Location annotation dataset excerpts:
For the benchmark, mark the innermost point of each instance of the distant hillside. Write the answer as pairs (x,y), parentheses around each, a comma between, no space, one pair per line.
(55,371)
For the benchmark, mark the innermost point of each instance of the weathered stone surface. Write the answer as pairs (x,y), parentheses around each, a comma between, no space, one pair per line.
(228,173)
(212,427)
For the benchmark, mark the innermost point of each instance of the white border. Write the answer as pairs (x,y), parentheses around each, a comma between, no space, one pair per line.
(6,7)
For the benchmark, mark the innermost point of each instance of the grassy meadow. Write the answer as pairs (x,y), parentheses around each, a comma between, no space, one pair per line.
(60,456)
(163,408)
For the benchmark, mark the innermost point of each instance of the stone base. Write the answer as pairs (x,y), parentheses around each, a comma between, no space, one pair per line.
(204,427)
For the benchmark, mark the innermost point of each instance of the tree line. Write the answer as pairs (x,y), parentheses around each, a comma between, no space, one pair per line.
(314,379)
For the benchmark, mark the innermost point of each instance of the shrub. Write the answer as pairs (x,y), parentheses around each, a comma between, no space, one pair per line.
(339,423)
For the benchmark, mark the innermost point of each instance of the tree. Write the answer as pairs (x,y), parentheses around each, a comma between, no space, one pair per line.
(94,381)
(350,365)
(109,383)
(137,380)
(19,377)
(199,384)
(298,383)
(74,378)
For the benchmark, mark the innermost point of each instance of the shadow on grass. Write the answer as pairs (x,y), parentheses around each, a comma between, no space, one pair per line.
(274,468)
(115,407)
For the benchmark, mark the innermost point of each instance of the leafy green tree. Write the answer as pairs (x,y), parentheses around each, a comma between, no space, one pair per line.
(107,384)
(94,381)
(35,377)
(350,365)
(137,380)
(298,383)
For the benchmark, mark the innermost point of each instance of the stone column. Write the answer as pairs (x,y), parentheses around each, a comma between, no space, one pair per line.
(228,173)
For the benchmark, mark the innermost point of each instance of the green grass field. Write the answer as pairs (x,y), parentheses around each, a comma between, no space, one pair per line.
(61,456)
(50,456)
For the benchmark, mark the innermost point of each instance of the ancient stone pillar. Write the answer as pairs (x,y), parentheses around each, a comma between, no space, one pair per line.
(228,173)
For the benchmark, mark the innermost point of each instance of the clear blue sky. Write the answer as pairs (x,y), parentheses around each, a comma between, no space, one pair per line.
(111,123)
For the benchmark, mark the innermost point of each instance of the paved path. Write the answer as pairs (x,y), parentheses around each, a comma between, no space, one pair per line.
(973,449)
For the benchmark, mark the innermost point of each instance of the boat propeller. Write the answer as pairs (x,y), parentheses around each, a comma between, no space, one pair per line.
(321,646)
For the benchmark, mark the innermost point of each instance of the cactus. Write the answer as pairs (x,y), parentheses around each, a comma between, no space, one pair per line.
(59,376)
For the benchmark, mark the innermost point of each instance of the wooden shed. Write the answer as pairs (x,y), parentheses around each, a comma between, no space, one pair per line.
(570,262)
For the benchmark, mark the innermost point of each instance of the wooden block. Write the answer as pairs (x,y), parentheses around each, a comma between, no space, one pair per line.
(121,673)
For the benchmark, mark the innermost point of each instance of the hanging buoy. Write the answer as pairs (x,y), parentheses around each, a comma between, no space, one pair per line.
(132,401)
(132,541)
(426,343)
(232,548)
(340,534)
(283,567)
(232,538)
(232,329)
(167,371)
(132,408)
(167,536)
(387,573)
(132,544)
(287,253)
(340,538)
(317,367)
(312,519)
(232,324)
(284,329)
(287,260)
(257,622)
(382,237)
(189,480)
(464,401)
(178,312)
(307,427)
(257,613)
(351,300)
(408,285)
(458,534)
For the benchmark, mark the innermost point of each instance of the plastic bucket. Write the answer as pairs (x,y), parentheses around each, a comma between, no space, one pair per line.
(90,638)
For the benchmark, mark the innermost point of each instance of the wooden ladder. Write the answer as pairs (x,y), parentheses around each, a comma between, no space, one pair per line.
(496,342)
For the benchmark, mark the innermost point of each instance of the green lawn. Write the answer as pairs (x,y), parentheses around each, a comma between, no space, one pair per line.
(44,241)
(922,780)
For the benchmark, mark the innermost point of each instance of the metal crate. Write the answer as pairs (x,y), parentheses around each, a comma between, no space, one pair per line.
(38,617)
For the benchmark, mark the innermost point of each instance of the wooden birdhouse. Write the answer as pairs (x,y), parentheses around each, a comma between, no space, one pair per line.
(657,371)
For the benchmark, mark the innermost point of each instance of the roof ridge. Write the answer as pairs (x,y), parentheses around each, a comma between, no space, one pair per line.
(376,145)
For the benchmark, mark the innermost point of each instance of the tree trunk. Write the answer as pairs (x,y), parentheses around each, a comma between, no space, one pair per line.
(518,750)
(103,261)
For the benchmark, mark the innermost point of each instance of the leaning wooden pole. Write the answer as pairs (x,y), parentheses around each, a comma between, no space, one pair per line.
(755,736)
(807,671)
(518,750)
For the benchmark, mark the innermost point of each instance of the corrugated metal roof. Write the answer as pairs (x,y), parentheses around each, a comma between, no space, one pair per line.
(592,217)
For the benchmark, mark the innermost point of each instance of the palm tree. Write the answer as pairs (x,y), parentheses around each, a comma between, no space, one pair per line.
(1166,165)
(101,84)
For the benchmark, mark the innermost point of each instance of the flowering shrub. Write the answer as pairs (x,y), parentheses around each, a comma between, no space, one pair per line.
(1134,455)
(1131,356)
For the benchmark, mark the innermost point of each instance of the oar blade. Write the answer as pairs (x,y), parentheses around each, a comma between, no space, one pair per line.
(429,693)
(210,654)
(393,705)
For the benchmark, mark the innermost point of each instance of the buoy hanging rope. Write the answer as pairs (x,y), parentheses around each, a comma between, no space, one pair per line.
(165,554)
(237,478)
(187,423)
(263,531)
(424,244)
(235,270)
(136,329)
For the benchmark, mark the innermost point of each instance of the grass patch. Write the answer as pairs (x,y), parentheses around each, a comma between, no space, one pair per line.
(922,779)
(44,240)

EXERCISE DIRECTIONS: Reproduce everything from the line containing "of the palm" down to the last of the entries above, request lines included, and shift every coordinate in the answers by adding 114.

RESPONSE TO THE TASK:
For the benchmark, mark the innermost point of each instance of the palm tree. Write the answer as pairs (x,y), parentheses around each, a comma between, no space, one pair per line.
(1280,279)
(215,198)
For the benchmark, mark the innermost point of each instance of the flowering shrub. Write the answer as pairs (x,y), parentheses around each, a comma between, no space, one pair per line.
(1248,569)
(1245,470)
For the benchmark, mark the innermost point of each instance of the oar blade. Write the answer as pairs (x,y), parentheses around each, a comma between, no space, one pair per line.
(543,807)
(324,768)
(507,819)
For the benchmark, mark the innermost point of each instance of the buoy hanging rope. Write the answer as pairs (x,y), parentheses around each, a comma between, no space, one pair per line.
(279,668)
(351,592)
(301,537)
(377,645)
(538,358)
(349,384)
(250,443)
For the benchmark, mark the innermost point of each instance of the grass patch. Write the answer as pairs (x,y), parentheses around each, a comma between, no space, one pair per line.
(1036,893)
(158,354)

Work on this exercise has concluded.